To be done:
Make an exact copy of all the entries below, with the pictures left out.

Given records:
· · · · ·

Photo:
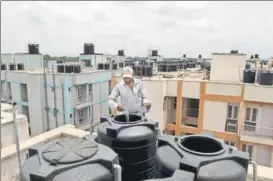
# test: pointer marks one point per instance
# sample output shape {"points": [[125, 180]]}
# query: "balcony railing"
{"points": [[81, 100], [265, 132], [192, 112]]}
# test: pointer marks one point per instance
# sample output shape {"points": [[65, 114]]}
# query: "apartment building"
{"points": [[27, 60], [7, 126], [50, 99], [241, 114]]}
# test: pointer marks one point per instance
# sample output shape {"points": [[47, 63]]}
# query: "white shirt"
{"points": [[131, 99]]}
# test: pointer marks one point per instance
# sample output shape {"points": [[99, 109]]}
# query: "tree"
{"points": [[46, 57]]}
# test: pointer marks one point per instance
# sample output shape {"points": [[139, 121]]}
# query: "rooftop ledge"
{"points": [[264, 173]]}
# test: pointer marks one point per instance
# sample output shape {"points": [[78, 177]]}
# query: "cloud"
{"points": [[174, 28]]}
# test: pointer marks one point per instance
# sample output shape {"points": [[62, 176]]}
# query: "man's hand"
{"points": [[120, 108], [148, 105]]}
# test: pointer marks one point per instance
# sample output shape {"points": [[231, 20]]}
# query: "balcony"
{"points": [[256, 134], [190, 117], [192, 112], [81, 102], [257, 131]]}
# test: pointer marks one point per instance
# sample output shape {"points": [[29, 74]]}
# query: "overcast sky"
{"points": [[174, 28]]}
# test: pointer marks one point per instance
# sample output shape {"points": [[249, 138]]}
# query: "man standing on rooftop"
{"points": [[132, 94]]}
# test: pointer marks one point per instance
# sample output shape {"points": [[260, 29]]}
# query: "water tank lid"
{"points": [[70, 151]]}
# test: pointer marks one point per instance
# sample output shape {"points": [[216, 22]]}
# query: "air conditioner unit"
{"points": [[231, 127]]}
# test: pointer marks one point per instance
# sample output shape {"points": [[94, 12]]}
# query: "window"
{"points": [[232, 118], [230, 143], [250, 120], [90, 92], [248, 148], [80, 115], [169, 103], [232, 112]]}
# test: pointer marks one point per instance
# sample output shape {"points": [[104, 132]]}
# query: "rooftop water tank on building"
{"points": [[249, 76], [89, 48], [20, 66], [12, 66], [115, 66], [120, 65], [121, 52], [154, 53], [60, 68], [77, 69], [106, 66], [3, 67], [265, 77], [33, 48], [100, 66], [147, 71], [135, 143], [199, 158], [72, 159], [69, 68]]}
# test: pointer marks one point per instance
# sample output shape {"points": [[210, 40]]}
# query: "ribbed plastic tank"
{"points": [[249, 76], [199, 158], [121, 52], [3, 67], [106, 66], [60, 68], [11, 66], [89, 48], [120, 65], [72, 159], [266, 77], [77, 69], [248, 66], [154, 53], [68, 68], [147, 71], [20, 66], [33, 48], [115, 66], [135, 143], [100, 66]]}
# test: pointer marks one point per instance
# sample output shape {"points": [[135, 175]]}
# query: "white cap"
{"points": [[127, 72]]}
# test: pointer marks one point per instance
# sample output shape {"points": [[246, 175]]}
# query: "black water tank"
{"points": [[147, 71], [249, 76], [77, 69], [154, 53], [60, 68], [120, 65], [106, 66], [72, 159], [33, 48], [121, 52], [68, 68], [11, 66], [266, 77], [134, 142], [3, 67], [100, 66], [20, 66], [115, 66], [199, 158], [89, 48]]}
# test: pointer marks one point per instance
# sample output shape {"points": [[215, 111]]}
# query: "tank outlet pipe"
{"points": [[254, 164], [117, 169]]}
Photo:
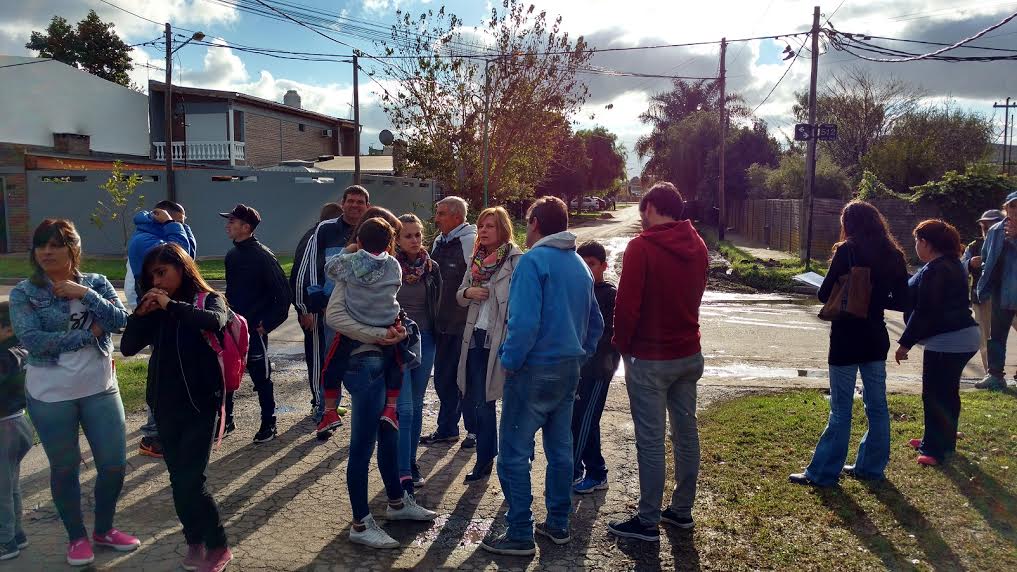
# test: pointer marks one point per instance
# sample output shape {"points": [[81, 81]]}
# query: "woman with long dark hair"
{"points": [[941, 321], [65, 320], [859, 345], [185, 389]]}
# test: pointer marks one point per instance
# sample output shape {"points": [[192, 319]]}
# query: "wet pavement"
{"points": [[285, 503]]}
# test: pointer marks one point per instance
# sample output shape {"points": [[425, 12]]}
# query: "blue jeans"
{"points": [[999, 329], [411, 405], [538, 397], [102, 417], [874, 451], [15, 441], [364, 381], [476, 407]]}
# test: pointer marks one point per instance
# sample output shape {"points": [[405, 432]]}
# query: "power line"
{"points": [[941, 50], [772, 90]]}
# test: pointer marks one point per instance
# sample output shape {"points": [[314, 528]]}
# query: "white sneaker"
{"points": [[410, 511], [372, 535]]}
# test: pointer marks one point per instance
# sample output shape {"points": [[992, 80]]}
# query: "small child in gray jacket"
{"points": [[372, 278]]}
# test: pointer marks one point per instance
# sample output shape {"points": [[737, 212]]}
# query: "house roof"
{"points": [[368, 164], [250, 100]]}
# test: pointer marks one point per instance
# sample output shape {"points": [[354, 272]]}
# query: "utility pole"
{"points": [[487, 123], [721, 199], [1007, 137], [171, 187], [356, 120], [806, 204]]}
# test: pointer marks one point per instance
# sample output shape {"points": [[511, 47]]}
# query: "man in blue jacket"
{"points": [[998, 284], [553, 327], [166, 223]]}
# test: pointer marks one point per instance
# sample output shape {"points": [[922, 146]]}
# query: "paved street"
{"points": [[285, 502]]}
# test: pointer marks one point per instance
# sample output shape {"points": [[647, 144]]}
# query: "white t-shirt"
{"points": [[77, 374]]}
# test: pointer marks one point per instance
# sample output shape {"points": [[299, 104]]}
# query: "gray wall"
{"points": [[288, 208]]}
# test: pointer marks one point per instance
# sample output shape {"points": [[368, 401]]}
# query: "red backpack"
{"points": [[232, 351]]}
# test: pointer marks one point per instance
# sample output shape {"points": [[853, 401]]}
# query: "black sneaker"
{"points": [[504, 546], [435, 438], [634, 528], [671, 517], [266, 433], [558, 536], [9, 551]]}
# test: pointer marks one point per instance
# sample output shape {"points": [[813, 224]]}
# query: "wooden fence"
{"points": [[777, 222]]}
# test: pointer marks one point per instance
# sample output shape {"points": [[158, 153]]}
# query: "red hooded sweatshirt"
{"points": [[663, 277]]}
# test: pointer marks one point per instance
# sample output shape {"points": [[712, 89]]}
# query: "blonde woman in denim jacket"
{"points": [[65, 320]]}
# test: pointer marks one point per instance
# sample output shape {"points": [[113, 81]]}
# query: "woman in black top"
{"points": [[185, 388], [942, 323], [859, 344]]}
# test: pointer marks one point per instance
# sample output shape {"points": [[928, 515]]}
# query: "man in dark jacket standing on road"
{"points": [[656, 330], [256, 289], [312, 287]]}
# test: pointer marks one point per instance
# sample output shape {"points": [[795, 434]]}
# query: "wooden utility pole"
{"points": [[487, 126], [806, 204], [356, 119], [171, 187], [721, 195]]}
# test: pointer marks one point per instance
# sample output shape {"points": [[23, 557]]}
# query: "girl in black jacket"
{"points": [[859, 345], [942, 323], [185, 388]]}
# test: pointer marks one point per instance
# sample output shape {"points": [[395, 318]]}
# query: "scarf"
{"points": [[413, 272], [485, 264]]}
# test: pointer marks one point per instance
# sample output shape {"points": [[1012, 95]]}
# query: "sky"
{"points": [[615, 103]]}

· · · · ·

Reply to the exercise:
Photo:
# test: pointer marks one point per instance
# sample output shape {"points": [[125, 180]]}
# query: "balcony railing"
{"points": [[81, 100], [265, 132], [192, 112]]}
# test: pointer marks one point per instance
# sample output shape {"points": [[65, 114]]}
# query: "apartment building"
{"points": [[27, 60], [7, 126], [50, 99], [241, 114]]}
# test: pointer marks one point per instance
# sample output shape {"points": [[47, 63]]}
# query: "white shirt"
{"points": [[131, 99]]}
# test: pointer marks one point per instance
# sample output shape {"points": [[99, 109]]}
# query: "tree"
{"points": [[46, 57]]}
# test: pointer marks one point per instance
# sample output shape {"points": [[139, 121]]}
# query: "rooftop ledge"
{"points": [[264, 173]]}
# test: pointer marks one point per instance
# sample output shape {"points": [[78, 177]]}
# query: "cloud"
{"points": [[174, 28]]}
# test: pointer marks one point per instance
# sample output shape {"points": [[62, 176]]}
# query: "man's hand"
{"points": [[120, 108], [148, 105]]}
# test: pointer marks one point per instance
# sample output shape {"points": [[231, 20]]}
# query: "balcony"
{"points": [[256, 134], [190, 117], [192, 112], [81, 102], [257, 131]]}
# test: pointer marks one point per instance
# sample output shape {"points": [[29, 74]]}
# query: "overcast sky"
{"points": [[174, 28]]}
# test: pointer marks one point per instance
# sample output shape {"points": [[249, 138]]}
# query: "man standing on rooftop"
{"points": [[132, 94]]}
# test: pointer marks one point per instance
# sample output shape {"points": [[260, 29]]}
# query: "water tank lid"
{"points": [[70, 151]]}
# test: pointer marks one point per instance
# sample output shape {"points": [[216, 22]]}
# query: "air conditioner unit"
{"points": [[231, 127]]}
# test: pointer marks one point per instance
# sample output shape {"points": [[94, 12]]}
# query: "window"
{"points": [[232, 118], [230, 143], [250, 120], [90, 92], [248, 148], [80, 115], [169, 103], [232, 112]]}
# test: pointer marks one point per instance
# sample output shape {"points": [[104, 132]]}
# query: "rooftop water tank on building"
{"points": [[249, 76], [89, 48], [20, 66], [12, 66], [115, 66], [120, 65], [121, 52], [154, 53], [60, 68], [77, 69], [106, 66], [3, 67], [265, 77], [33, 48], [100, 66], [147, 71], [135, 143], [199, 158], [72, 159], [69, 68]]}
# test: pointer marks one point per instance
# sample output shape {"points": [[210, 40]]}
# query: "ribbed plastic tank"
{"points": [[249, 76], [199, 158], [121, 52], [3, 67], [106, 66], [60, 68], [11, 66], [89, 48], [120, 65], [72, 159], [266, 77], [77, 69], [248, 66], [154, 53], [68, 68], [147, 71], [20, 66], [33, 48], [115, 66], [135, 143], [100, 66]]}
# test: pointer marks one point per instance
# sample output shape {"points": [[135, 175]]}
# query: "white cap"
{"points": [[127, 72]]}
# test: pointer marks one point per instance
# sample output shape {"points": [[246, 175]]}
# query: "black water tank"
{"points": [[147, 71], [249, 76], [77, 69], [154, 53], [60, 68], [120, 65], [106, 66], [72, 159], [33, 48], [121, 52], [68, 68], [11, 66], [266, 77], [134, 142], [3, 67], [100, 66], [20, 66], [115, 66], [199, 158], [89, 48]]}
# test: pointer marks one point per instance
# sample output shape {"points": [[215, 111]]}
# query: "tank outlet pipe"
{"points": [[254, 164], [117, 169]]}
Photo:
# test: pointer marks one point per instance
# sample output shape {"points": [[81, 81]]}
# query: "woman with long dark hair"
{"points": [[941, 321], [65, 320], [859, 345], [185, 389]]}
# test: pointer marks one point per instance
# sample output shape {"points": [[192, 319]]}
# query: "wet pavement"
{"points": [[285, 503]]}
# test: pointer marks one point per instance
# sample output shape {"points": [[425, 12]]}
# query: "blue jeans"
{"points": [[999, 329], [411, 405], [538, 397], [102, 417], [874, 451], [15, 441], [364, 381], [476, 407]]}
# test: pointer marks one point per instance
# sample output shape {"points": [[405, 432]]}
# query: "power line"
{"points": [[941, 50], [772, 90]]}
# test: pointer marks one point per instance
# sample output shape {"points": [[314, 528]]}
# query: "white sneaker"
{"points": [[410, 511], [372, 535]]}
# test: pointer marks one point per instance
# sample output shape {"points": [[992, 80]]}
# query: "small child in gray jacket"
{"points": [[372, 278]]}
# test: pointer marks one point per instance
# sample output shape {"points": [[737, 212]]}
# query: "house roof"
{"points": [[368, 164], [250, 100]]}
# test: pointer marks one point per instance
# sample output shape {"points": [[354, 272]]}
# query: "utility pole"
{"points": [[487, 123], [721, 199], [1007, 137], [171, 187], [356, 120], [806, 204]]}
# test: pointer marks one point per instance
# sample output shape {"points": [[511, 47]]}
# query: "man in blue jacket"
{"points": [[998, 284], [553, 327], [166, 223]]}
# test: pointer marks one point per instance
# sample output shape {"points": [[922, 146]]}
# query: "paved street"
{"points": [[285, 502]]}
# test: pointer marks one point per instance
# sample output shape {"points": [[647, 144]]}
# query: "white t-shirt"
{"points": [[77, 374]]}
# test: pointer marks one point per instance
# sample output shape {"points": [[299, 104]]}
# query: "gray wall"
{"points": [[288, 208]]}
# test: pointer marks one point per instance
# sample output shape {"points": [[368, 401]]}
# query: "red backpack"
{"points": [[232, 351]]}
# test: pointer marks one point per instance
# sample output shape {"points": [[853, 401]]}
# query: "black sneaker"
{"points": [[504, 546], [435, 438], [634, 528], [671, 517], [266, 433], [558, 536], [9, 551]]}
# test: pointer marks one point per instance
# sample output shape {"points": [[813, 224]]}
# query: "wooden fence"
{"points": [[777, 222]]}
# test: pointer marks one point per instance
# sample output shape {"points": [[158, 153]]}
# query: "red hooded sweatshirt"
{"points": [[663, 277]]}
# test: pointer marks one point per instance
# sample output shape {"points": [[712, 89]]}
# query: "blonde woman in denim jacket"
{"points": [[65, 320]]}
# test: pointer marks one point per instance
# sample output shape {"points": [[113, 81]]}
# query: "woman in black top"
{"points": [[185, 388], [942, 323], [859, 344]]}
# test: pointer marks one point per instance
# sample output shape {"points": [[928, 515]]}
# query: "man in dark jacket standing on road"
{"points": [[656, 330], [256, 289], [312, 287]]}
# test: pointer marks one point per instance
# sample output shape {"points": [[795, 434]]}
# query: "wooden utility pole"
{"points": [[487, 126], [806, 204], [356, 119], [171, 187], [721, 195]]}
# test: pointer marks one point per instance
# sample output shape {"points": [[23, 557]]}
# query: "girl in black jacket"
{"points": [[859, 345], [942, 323], [185, 388]]}
# test: pointer marks one point per instance
# sample output shape {"points": [[395, 318]]}
# query: "scarf"
{"points": [[413, 272], [485, 264]]}
# test: pointer marks one point per instance
# sample output shape {"points": [[1012, 95]]}
# query: "sky"
{"points": [[615, 103]]}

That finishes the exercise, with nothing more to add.